#### [WHAT NEEDS TO BE DONE]
Update the book introduction by rewriting everything from "Same basic idea" down to "maybe you shouldn’t." with "universe" swapped for "galaxy".

#### [EXCERPT PROVIDED]
ACCORDING to a centuries-old Jewish custom, would-be converts to Judaism must be rejected three times before beginning the process of conversion. It wasn’t the recruiting department’s best campaign. But there's no denying the message: Being Jewish isn't all dreidel and whitefish salad. It's serious business. And if you’re thinking about signing up, you can’t just kinda wanna; you have to totally wanna. In fact, your level of wanna must be such that you’ll take no for an answer not once but thrice.

 

Same basic idea with A Jew on Pluto.

 

If you’ve ever found yourself conflicted about, confounded by, or disconnected from Judaism—heck, any religion—then I think you'll enjoy this book. While it follows the travels of one Earth Jew and his own kooky tug-of-war with Judaism’s gravitational pull, my goal is that you’ll recognize your story, hear your big questions, and discover—in ways that are authentic to you—that you’re far from alone in the universe. I do hope you’ll come along.

 

But maybe you shouldn’t.

  

A Jew on Pluto explores questions about Judaism—heck, religion in general—in ways that might make you uncomfortable. And not in the my abs will thank me later way. More the I’m deeply and inconsolably offended way. And that’s not good for anyone. Let’s avoid that.

#### [DATA SHOWN]

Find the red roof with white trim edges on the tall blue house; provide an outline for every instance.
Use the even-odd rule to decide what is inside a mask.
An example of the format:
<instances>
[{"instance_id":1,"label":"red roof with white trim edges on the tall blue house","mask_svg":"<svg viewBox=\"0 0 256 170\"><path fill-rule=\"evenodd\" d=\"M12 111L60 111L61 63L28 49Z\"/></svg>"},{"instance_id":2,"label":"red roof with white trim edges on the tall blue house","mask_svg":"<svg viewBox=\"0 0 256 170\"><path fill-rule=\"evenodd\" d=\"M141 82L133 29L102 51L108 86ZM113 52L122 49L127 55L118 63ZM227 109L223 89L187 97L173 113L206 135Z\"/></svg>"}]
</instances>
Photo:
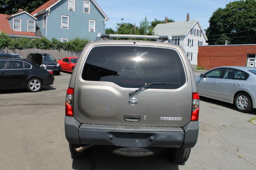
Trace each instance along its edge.
<instances>
[{"instance_id":1,"label":"red roof with white trim edges on the tall blue house","mask_svg":"<svg viewBox=\"0 0 256 170\"><path fill-rule=\"evenodd\" d=\"M31 15L38 16L41 12L48 11L50 8L58 4L61 0L48 0L46 3L42 4L39 8L31 12ZM91 0L91 2L96 6L96 8L100 11L100 13L105 17L105 19L108 21L108 17L106 14L102 11L100 6L95 2L95 0Z\"/></svg>"}]
</instances>

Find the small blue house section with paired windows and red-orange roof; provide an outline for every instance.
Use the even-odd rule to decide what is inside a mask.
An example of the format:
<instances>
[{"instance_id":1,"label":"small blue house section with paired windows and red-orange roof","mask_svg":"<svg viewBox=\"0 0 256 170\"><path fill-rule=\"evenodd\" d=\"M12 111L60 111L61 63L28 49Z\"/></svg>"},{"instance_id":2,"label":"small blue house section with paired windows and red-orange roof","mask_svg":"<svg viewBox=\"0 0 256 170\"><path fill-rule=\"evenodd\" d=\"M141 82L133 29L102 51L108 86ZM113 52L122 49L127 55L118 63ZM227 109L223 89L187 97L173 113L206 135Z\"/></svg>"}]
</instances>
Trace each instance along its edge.
<instances>
[{"instance_id":1,"label":"small blue house section with paired windows and red-orange roof","mask_svg":"<svg viewBox=\"0 0 256 170\"><path fill-rule=\"evenodd\" d=\"M42 34L36 32L36 20L22 9L12 15L0 14L0 34L4 33L11 38L40 38Z\"/></svg>"}]
</instances>

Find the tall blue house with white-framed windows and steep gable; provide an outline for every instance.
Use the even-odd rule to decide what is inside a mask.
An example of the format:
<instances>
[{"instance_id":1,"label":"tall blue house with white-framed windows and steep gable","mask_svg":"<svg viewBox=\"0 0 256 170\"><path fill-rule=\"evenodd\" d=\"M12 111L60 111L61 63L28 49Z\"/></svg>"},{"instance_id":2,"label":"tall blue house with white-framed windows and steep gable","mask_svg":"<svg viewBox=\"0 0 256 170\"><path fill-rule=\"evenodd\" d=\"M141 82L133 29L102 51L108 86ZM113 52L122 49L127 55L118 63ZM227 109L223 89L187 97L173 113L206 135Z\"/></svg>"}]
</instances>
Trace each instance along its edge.
<instances>
[{"instance_id":1,"label":"tall blue house with white-framed windows and steep gable","mask_svg":"<svg viewBox=\"0 0 256 170\"><path fill-rule=\"evenodd\" d=\"M49 0L31 15L48 40L68 42L74 38L95 40L98 32L105 33L108 17L95 0Z\"/></svg>"}]
</instances>

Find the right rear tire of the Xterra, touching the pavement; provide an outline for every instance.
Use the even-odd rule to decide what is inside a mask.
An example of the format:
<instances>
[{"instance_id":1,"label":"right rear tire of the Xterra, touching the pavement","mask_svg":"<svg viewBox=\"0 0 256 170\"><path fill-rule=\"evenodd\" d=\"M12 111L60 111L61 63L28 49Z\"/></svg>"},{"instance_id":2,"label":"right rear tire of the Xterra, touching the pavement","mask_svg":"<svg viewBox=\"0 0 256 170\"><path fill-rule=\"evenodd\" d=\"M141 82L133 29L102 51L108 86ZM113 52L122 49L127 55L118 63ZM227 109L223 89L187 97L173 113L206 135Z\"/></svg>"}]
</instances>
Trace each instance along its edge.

#### [TASK ANSWER]
Same basic idea with A Jew on Pluto.

 

If you’ve ever found yourself conflicted about, confounded by, or disconnected from Judaism—heck, any religion—then I think you'll enjoy this book. While it follows the travels of one Earth Jew and his own kooky tug-of-war with Judaism’s gravitational pull, my goal is that you’ll recognize your story, hear your big questions, and discover—in ways that are authentic to you—that you’re far from alone in the galaxy. I do hope you’ll come along.

 

But maybe you shouldn’t.